→ **WHAT YOU SHOULD DO**: Every record needs to be restated word for word.

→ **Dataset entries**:
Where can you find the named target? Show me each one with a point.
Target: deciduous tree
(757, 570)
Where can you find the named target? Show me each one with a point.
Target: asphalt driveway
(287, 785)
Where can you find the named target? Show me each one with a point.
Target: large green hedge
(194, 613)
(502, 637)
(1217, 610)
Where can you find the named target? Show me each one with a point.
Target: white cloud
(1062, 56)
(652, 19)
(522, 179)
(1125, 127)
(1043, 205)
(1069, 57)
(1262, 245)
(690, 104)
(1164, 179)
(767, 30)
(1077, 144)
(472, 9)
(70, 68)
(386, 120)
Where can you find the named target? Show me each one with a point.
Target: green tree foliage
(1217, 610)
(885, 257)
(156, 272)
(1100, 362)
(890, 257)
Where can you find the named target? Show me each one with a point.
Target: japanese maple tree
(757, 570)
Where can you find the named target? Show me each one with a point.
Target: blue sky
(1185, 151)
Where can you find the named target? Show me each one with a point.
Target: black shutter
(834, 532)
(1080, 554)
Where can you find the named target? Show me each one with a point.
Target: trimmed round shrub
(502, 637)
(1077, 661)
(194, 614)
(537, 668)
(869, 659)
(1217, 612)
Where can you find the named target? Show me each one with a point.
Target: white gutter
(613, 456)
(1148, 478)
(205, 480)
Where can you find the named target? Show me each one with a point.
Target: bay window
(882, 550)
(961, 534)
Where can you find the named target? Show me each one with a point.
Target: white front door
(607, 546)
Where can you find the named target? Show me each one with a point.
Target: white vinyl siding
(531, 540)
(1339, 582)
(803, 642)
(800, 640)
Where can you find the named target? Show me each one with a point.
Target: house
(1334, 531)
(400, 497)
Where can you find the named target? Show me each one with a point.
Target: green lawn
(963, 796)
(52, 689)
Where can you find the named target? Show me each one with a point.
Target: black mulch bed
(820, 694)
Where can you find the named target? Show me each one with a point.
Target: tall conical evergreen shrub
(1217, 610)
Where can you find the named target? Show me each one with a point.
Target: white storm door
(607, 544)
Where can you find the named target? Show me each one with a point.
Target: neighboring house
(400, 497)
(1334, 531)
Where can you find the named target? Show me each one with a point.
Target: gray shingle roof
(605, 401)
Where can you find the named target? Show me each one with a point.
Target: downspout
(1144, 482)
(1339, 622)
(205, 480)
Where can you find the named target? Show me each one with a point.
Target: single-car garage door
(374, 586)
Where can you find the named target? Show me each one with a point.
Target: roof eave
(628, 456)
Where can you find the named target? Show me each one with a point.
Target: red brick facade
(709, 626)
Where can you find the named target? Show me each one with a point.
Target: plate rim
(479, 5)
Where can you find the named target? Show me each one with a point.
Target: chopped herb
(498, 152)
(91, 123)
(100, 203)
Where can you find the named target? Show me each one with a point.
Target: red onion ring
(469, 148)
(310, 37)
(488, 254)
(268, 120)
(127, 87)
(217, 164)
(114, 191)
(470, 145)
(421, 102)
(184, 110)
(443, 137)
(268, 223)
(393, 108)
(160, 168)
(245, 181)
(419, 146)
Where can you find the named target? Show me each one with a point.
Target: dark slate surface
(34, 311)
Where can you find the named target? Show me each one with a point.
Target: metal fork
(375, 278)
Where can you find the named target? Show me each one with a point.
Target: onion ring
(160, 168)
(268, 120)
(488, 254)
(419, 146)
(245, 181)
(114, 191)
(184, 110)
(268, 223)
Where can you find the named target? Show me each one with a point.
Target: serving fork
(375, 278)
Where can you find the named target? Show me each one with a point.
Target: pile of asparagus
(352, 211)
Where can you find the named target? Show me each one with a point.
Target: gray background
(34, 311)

→ **RESULT OF THIS TASK**:
Where can you find the named target? Show me each one with a point.
Target: deciduous tree
(757, 570)
Where can you find the named target? Show me each one with a point.
Target: asphalt driveway
(287, 785)
Where can you find the named target? Show me each one with a point.
Target: large green hedge
(194, 613)
(502, 637)
(1217, 610)
Where can you find the named target? Show me each one with a point.
Target: white cloud
(1062, 56)
(652, 19)
(522, 179)
(1125, 127)
(1043, 205)
(1069, 57)
(1262, 245)
(690, 104)
(1164, 179)
(767, 30)
(1077, 144)
(472, 9)
(70, 68)
(386, 120)
Where can you find the named target? Show me each one with a point.
Target: green tree foliage
(1217, 610)
(885, 257)
(156, 272)
(1100, 362)
(890, 257)
Where can you find the named target? Show me each one with a point.
Target: japanese maple tree
(757, 570)
Where can you find the named target? Show me each one with a point.
Target: blue sky
(1185, 151)
Where can you find the named target? Show me each one with a point.
Target: black shutter
(834, 532)
(1080, 554)
Where can you find the named target? Show me each one with a point.
Target: trimmed round shrub
(502, 637)
(1077, 661)
(194, 614)
(537, 668)
(869, 659)
(1217, 612)
Where can you find the named target? Show me each one with a point.
Target: white gutter
(613, 456)
(1148, 478)
(205, 480)
Where can you find the named target? Show me each one with a point.
Target: bay window
(882, 550)
(961, 534)
Where can you find the named target? Show me each one with a point.
Target: white front door
(607, 546)
Where can you find the named target? Show me each one with a point.
Target: white vinyl siding
(531, 540)
(1339, 582)
(803, 642)
(800, 640)
Where can you find the named target? Show me each one with a point.
Target: house
(1334, 531)
(400, 497)
Where can you find the named target? Show me each one with a point.
Target: green lawn
(963, 796)
(52, 689)
Where can you find the named target? Show me each one with a point.
Target: black mulch bed
(820, 694)
Where can you find the named target? Show me each one with a point.
Target: tall conical evergreen shrub
(1217, 610)
Where can you find the named target? Show me each one with a point.
Target: white storm door
(607, 544)
Where can you find the named target? Show me each one with a point.
Target: neighboring house
(400, 497)
(1334, 531)
Where can you find the named target? Show me each one with a point.
Target: gray shingle roof
(605, 401)
Where can you find the named target? Show me each one with a point.
Target: downspout
(1144, 482)
(1339, 622)
(205, 480)
Where can you find the named target? Show me each one with a point.
Target: single-car garage door
(374, 586)
Where can you find the named target? Show me each one with a point.
Target: roof eave
(628, 456)
Where can you find the named target? Show me each one with a point.
Target: red brick facade
(709, 626)
Where can you find the named target? Show me each one with a point.
Target: plate rim
(479, 5)
Where can you find the named target? Show me each one with a point.
Target: chopped herb
(498, 152)
(91, 123)
(100, 203)
Where can you find the named target? Show me each one with a point.
Target: red onion ring
(469, 148)
(310, 37)
(488, 254)
(268, 120)
(127, 87)
(217, 164)
(114, 191)
(470, 145)
(421, 102)
(184, 110)
(443, 137)
(268, 223)
(393, 108)
(160, 168)
(245, 181)
(419, 146)
Where can you find the named target? Show me each one with a point.
Target: dark slate surface
(34, 311)
Where can you find the named target? Show me each one with a point.
Target: metal fork
(375, 278)
Where can you find the named target? Show me each one with a point.
Target: onion ring
(160, 168)
(268, 120)
(488, 254)
(419, 146)
(245, 181)
(114, 191)
(184, 110)
(268, 223)
Where can you find the named target? Show me each one with a point.
Target: serving fork
(375, 278)
Where can you find the named target? Show me each one with a point.
Target: pile of asparagus
(352, 211)
Where can you find the named target? Show me each one with a point.
Target: gray background
(34, 311)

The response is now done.